| WORK REQUIRED |
Turn every line of the items below into a numbered list, skipping any blank lines. Leave the pictures out of your answer.

| RECORDS FOR THE EXERCISE |
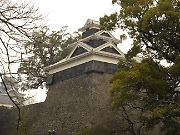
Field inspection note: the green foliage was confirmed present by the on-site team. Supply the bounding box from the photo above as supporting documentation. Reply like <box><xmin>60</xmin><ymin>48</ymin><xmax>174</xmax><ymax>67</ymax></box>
<box><xmin>109</xmin><ymin>59</ymin><xmax>180</xmax><ymax>134</ymax></box>
<box><xmin>100</xmin><ymin>0</ymin><xmax>180</xmax><ymax>135</ymax></box>
<box><xmin>100</xmin><ymin>0</ymin><xmax>180</xmax><ymax>62</ymax></box>
<box><xmin>18</xmin><ymin>27</ymin><xmax>81</xmax><ymax>88</ymax></box>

| ANSWER TO THIS PROBLEM |
1. Field inspection note: the green foliage was confirmed present by the on-site team. Supply the bounding box from the photo above as supporting documentation. Reply like <box><xmin>60</xmin><ymin>48</ymin><xmax>174</xmax><ymax>67</ymax></box>
2. <box><xmin>109</xmin><ymin>59</ymin><xmax>180</xmax><ymax>134</ymax></box>
3. <box><xmin>100</xmin><ymin>0</ymin><xmax>180</xmax><ymax>135</ymax></box>
4. <box><xmin>100</xmin><ymin>0</ymin><xmax>180</xmax><ymax>62</ymax></box>
5. <box><xmin>18</xmin><ymin>27</ymin><xmax>81</xmax><ymax>88</ymax></box>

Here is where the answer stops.